Record extracts
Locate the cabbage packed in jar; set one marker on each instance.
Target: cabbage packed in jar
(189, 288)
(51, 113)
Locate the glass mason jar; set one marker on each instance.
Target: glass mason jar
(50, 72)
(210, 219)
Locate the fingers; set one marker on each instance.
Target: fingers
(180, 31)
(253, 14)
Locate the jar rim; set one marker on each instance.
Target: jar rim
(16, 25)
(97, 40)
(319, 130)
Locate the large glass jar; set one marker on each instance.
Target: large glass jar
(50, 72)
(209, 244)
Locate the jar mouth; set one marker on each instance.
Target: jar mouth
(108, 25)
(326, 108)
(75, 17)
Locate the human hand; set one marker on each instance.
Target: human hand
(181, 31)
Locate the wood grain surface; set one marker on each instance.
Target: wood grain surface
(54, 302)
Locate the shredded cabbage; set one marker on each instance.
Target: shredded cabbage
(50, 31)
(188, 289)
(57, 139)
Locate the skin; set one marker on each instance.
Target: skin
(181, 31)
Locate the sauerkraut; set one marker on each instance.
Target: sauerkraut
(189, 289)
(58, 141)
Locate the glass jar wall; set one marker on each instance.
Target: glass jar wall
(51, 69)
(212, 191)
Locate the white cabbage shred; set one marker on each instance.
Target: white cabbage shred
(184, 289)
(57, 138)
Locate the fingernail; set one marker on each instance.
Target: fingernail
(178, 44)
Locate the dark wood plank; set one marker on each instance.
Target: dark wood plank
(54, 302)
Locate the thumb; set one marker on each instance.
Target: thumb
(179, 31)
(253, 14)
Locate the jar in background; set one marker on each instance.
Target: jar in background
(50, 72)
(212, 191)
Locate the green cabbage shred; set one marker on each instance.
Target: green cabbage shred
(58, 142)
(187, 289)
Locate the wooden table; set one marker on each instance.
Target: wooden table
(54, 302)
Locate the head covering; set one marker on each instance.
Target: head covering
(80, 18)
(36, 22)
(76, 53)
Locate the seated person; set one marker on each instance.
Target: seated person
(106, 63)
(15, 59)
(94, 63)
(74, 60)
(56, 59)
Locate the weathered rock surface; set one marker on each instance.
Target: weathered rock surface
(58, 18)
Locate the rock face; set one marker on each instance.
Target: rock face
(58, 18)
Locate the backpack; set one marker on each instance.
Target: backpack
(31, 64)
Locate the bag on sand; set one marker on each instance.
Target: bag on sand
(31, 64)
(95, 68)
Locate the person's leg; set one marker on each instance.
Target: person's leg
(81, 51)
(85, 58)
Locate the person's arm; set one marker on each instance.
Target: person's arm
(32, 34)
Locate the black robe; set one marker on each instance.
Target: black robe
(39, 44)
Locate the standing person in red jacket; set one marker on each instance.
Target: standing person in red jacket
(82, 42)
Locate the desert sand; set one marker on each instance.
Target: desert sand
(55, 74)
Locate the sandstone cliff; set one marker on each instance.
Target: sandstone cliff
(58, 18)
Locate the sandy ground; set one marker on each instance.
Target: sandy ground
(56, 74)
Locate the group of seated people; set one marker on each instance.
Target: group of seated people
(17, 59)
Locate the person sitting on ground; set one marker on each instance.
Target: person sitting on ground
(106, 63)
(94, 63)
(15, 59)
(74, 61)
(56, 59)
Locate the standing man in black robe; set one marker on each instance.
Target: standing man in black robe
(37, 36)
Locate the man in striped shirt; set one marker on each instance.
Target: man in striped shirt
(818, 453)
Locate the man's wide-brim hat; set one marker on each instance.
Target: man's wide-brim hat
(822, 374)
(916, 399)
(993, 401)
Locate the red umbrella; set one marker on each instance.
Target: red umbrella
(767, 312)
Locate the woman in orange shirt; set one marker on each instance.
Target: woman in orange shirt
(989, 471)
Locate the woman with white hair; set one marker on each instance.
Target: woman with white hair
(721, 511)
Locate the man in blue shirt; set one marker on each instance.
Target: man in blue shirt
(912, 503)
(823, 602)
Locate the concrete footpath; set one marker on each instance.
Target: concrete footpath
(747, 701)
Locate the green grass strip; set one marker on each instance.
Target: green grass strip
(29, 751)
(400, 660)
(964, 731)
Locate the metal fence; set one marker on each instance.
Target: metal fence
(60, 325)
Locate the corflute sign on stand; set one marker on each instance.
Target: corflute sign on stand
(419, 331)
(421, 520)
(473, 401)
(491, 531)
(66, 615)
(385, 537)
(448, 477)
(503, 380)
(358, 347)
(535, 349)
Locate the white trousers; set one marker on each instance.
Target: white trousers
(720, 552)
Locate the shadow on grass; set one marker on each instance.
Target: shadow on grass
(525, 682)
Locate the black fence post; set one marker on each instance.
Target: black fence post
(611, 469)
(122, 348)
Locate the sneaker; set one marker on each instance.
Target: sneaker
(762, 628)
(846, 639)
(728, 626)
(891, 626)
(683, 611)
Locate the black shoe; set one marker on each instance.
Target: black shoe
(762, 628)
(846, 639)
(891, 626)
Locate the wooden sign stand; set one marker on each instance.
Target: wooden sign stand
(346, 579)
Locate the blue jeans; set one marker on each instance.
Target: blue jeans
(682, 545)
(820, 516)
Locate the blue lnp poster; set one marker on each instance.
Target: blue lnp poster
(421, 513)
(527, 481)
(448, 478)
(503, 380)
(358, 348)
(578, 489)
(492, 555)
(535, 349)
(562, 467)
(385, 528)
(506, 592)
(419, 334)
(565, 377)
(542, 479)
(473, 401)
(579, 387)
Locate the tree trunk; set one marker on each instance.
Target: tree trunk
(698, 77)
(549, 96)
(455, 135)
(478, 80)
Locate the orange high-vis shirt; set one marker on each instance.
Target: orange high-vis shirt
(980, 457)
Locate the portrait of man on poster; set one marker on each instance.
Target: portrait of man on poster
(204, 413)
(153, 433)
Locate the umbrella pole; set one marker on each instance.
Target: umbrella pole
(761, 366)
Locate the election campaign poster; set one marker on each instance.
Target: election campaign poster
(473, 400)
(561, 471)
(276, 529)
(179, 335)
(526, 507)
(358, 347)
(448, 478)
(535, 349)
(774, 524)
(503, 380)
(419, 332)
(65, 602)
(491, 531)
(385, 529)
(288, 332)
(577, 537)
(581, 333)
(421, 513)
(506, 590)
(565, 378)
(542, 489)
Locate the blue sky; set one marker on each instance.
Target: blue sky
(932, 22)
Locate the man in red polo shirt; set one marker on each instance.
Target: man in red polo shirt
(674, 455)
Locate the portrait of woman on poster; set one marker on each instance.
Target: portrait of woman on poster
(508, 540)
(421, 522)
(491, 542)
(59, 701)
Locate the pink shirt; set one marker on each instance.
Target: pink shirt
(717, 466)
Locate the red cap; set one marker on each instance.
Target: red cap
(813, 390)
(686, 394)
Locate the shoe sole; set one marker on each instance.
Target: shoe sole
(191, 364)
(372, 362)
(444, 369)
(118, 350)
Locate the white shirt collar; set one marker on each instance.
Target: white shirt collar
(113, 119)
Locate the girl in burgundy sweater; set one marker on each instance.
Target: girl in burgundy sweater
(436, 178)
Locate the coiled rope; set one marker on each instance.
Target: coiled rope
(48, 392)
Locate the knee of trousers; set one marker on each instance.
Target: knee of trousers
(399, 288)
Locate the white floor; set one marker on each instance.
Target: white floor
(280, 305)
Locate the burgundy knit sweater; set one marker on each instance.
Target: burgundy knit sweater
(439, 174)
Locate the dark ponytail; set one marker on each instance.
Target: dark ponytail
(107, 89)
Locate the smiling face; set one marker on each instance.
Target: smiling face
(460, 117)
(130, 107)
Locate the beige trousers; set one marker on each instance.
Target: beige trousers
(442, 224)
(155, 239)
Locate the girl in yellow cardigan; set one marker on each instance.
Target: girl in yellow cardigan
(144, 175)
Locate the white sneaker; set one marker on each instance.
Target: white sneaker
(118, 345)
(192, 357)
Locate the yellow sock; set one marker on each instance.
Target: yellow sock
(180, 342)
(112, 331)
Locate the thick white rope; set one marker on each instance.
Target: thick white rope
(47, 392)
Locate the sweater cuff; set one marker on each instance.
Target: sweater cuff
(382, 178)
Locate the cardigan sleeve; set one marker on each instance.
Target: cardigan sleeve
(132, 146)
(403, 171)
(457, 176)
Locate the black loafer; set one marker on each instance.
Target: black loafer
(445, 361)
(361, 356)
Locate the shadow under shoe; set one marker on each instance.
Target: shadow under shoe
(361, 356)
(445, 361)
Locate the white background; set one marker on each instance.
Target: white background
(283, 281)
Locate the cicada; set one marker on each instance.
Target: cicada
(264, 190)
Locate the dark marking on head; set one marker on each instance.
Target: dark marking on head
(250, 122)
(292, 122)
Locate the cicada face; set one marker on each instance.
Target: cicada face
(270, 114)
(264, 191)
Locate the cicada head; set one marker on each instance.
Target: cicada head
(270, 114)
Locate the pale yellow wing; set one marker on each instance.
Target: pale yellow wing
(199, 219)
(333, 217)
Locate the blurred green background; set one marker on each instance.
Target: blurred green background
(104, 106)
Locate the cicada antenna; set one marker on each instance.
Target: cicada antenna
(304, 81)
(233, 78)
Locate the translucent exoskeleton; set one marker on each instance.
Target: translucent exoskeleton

Problem statement
In the entries above, the lines between the one holding "Target: coiled rope" and the one holding "Locate the cicada;", inclusive, are to be printed exactly as written, and those alone.

Output for this exercise
Target: coiled rope
(48, 392)
Locate the knee of trousers; set one marker on each instance.
Target: knee of trousers
(399, 288)
Locate the white floor; set one marker on each instance.
Target: white floor
(280, 305)
Locate the burgundy knit sweater; set one marker on each instance.
Target: burgundy knit sweater
(439, 174)
Locate the dark ponytail; set one marker on each instance.
Target: dark ponytail
(107, 89)
Locate the smiling face; set one marker on each instance.
Target: smiling face
(460, 117)
(130, 107)
Locate the beige trousers; set one marker on each instance.
Target: beige trousers
(442, 224)
(155, 239)
Locate the girl in yellow cardigan; set one marker on each instance.
Target: girl in yellow cardigan
(144, 175)
Locate the white sneaker; set one marker on each instance.
Target: white sneaker
(118, 345)
(192, 357)
Locate the yellow sock; set one marker on each instance.
Target: yellow sock
(180, 342)
(112, 331)
Locate the thick white rope; set one marker on each instance.
Target: thick white rope
(47, 392)
Locate the sweater cuff; set one marker on each instance.
Target: sweater cuff
(382, 178)
Locate the cardigan sleeve; set one marker on each instance.
Target: cardigan sleeve
(132, 146)
(403, 171)
(457, 176)
Locate the black loafer; set one marker on each instance.
Target: black loafer
(445, 361)
(361, 356)
Locate the shadow under shoe; set one marker on each instance.
Target: shadow under shoe
(361, 356)
(445, 361)
Locate the white background; set one marker on each instance.
Target: white background
(283, 281)
Locate the cicada; set one marker on each instance.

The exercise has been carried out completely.